» Exercise text
■ ■ ■ ■
For Abbott, its acquisition is a way to bulk up its medical-devices business to better compete against rivals Medtronic PLC and Boston Scientific Corp. Abbott said it was also aiming to gain a better negotiating position with its hospital customers, which themselves have become larger and more powerful in recent years.
Insurance companies are aiming to hold down health-care costs by paying less for services from doctors and hospitals, who then look to reduce supply-chain expenses by using fewer vendors in exchange for greater discounts. That’s pushing device makers like Abbott to offset pricing pressure from their customers with deals that let them offer greater volume and more products.
“The hospital chains have gotten larger, and more sophisticated about what they’re purchasing and what they’re willing to pay,” said Raj Denhoy, a Jefferies & Co. analyst, in an interview. “Device companies have been on the receiving end of that, but if you’re larger you have more power to negotiate.”
■ ■ ■ ■
» To do
Rewrite the paragraph in the Abbott acquisition text above that begins "Insurance companies are aiming" as a short bulleted list that keeps its main facts.
■ ■ ■ ■
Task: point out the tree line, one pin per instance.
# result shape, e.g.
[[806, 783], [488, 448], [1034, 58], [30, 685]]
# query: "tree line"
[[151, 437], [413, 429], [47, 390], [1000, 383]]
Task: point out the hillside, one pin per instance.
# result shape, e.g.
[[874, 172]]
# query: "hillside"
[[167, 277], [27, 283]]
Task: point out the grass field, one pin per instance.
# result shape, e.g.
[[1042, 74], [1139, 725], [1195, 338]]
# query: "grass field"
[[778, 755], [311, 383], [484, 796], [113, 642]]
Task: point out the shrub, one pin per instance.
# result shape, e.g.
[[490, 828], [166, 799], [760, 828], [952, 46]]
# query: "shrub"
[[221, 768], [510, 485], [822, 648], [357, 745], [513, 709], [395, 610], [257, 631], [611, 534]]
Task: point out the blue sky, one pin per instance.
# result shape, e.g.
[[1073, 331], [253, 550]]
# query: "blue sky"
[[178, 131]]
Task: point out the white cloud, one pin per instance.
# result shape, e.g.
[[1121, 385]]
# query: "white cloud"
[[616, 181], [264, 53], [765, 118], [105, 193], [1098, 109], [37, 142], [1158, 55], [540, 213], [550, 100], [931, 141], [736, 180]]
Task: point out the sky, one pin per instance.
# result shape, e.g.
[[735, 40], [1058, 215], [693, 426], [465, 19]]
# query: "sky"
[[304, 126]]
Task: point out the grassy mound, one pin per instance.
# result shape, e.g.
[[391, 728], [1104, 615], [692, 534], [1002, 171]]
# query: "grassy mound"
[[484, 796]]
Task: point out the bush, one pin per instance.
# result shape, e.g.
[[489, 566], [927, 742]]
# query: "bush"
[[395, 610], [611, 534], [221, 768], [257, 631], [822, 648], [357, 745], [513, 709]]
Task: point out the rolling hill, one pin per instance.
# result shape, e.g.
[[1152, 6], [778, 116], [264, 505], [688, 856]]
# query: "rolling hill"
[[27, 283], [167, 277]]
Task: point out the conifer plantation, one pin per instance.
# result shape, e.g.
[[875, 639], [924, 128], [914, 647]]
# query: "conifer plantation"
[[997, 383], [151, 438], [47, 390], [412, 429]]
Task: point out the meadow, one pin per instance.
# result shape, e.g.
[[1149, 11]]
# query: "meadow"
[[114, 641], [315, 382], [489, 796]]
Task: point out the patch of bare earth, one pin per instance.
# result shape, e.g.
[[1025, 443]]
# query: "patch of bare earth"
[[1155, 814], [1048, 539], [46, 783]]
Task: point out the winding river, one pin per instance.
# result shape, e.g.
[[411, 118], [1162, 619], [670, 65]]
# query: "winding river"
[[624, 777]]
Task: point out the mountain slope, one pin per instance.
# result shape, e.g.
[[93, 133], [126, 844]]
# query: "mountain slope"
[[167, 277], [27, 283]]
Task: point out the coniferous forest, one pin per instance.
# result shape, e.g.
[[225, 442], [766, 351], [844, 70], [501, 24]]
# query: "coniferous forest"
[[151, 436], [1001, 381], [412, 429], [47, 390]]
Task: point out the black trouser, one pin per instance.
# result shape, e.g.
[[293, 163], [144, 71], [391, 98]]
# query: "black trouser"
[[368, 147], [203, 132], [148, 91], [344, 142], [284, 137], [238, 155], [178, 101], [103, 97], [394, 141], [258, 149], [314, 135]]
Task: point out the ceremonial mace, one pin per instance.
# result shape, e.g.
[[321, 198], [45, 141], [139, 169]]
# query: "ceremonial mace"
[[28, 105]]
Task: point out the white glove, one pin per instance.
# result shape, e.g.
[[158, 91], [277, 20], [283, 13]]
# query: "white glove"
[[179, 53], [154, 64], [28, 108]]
■ ■ ■ ■
» Reply
- Insurers try to hold down health-care costs by paying doctors and hospitals less for services.
- Doctors and hospitals then cut supply-chain expenses by using fewer vendors in exchange for bigger discounts.
- This pushes device makers such as Abbott to offset that pricing pressure with deals that let them offer greater volume and more products.